Set down each record exactly as written.

-- Start MATERIAL SUPPLIED --

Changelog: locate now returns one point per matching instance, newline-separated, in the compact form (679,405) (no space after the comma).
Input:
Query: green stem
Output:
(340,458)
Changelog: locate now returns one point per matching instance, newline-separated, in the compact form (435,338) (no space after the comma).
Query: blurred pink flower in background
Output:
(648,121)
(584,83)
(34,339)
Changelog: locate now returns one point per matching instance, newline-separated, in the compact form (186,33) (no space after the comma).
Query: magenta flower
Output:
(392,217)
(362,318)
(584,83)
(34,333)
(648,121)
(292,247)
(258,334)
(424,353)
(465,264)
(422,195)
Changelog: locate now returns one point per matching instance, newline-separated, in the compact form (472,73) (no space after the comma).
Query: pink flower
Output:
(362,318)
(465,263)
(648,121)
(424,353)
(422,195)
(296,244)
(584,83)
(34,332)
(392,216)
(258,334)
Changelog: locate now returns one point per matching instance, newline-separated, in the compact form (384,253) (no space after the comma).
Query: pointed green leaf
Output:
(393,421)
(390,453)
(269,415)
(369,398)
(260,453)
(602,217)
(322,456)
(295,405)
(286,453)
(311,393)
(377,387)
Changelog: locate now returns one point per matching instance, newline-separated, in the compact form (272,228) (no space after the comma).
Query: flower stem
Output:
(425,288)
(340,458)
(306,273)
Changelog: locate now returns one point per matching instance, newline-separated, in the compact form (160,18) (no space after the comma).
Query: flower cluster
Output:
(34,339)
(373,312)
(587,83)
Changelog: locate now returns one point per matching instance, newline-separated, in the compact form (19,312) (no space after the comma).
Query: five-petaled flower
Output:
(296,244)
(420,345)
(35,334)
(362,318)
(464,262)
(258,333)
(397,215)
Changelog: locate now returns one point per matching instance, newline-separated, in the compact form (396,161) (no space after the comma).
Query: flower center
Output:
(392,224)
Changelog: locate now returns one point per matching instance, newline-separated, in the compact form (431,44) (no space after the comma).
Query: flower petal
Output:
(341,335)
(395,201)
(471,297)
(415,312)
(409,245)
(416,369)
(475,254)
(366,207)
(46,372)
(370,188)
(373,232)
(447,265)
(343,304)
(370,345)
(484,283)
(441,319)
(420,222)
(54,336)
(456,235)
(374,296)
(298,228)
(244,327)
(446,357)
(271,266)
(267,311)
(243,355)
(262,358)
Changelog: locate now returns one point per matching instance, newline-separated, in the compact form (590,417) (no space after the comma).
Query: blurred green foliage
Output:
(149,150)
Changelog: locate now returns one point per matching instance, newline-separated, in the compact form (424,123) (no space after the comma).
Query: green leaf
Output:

-- End MATERIAL SUPPLIED --

**FULL OUTPUT**
Changelog: locate now returns one point per matching instance, newline-separated, in the compact form (679,405) (no space after the comma).
Input:
Query: green stem
Output:
(340,458)
Changelog: locate now returns one point per matching instance, newline-separated, in the compact form (435,338) (no space after the comma).
Query: blurred pink flower in background
Output:
(648,121)
(584,83)
(34,339)
Changelog: locate now returns one point per matching instance, newline-separated, in the compact form (186,33) (no space after the comma).
Query: magenta flower
Output:
(392,217)
(362,318)
(584,83)
(34,333)
(648,121)
(292,247)
(258,334)
(424,353)
(465,264)
(422,195)
Changelog: locate now returns one point per matching instance, newline-separated, in the compact form (472,73) (no space after the comma).
Query: pink flower
Output:
(362,318)
(465,263)
(648,121)
(424,353)
(422,195)
(296,244)
(584,83)
(34,332)
(392,216)
(258,334)
Changelog: locate now returns one point per matching instance, newline-separated, in the compact form (384,253) (no space after the comma).
Query: pointed green leaf
Output:
(393,421)
(390,453)
(269,415)
(369,398)
(260,453)
(602,217)
(322,456)
(295,405)
(286,453)
(311,393)
(377,387)
Changelog: locate now returns one point per matching instance, newline-separated, in the compact form (272,228) (no space after the comma).
Query: flower stem
Output:
(425,288)
(340,458)
(306,273)
Changelog: locate now returns one point per matching instance, newline-separated, in the compact form (160,18) (no space after the comma).
Query: flower cluster
Output:
(34,339)
(373,312)
(587,83)
Changelog: locate now returns one point per matching instance, newline-separated, in the compact form (19,312) (no space after the comma).
Query: five-petaled flower
Output:
(296,244)
(420,345)
(35,334)
(362,318)
(464,262)
(258,333)
(397,215)
Changelog: locate now returns one point per matching instance, newline-separated, in the compact form (396,161) (no space after the comma).
Query: flower center
Output:
(392,224)
Changelog: locate now returns one point per matching instance, newline-separated, in the compact form (431,44) (no space after the comma).
Query: flower petal
Output:
(341,335)
(395,201)
(471,297)
(415,312)
(409,245)
(416,369)
(475,254)
(366,207)
(46,372)
(370,188)
(373,232)
(447,265)
(343,304)
(370,345)
(484,283)
(441,319)
(420,222)
(54,336)
(456,235)
(374,296)
(298,228)
(244,327)
(446,357)
(271,266)
(267,311)
(243,355)
(262,358)
Changelog: locate now returns one point per matching instance, newline-separated, in the compact form (590,417) (no space after the comma).
Query: blurred green foliage
Output:
(149,150)
Changelog: locate now returns one point per matching instance, newline-separated, in the compact form (424,123) (no space after the comma).
Query: green leaf
Output:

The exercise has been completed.